begin SUPPLIED ENTRIES

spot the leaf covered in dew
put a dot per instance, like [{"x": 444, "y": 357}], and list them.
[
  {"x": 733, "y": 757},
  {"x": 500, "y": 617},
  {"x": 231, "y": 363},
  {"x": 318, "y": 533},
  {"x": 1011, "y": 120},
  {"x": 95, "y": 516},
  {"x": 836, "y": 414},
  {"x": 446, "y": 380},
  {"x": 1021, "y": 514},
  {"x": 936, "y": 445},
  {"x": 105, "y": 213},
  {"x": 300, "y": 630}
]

end SUPPLIED ENTRIES

TASK STATEMENT:
Exact copies of all the records are required.

WRITTEN REPLY:
spot the leaf covered in dew
put a dot per instance, like [{"x": 444, "y": 357}], and list them.
[
  {"x": 733, "y": 757},
  {"x": 500, "y": 617},
  {"x": 231, "y": 363},
  {"x": 318, "y": 533},
  {"x": 1011, "y": 120},
  {"x": 95, "y": 516},
  {"x": 836, "y": 414},
  {"x": 446, "y": 380},
  {"x": 1021, "y": 514},
  {"x": 936, "y": 445},
  {"x": 105, "y": 213},
  {"x": 300, "y": 630}
]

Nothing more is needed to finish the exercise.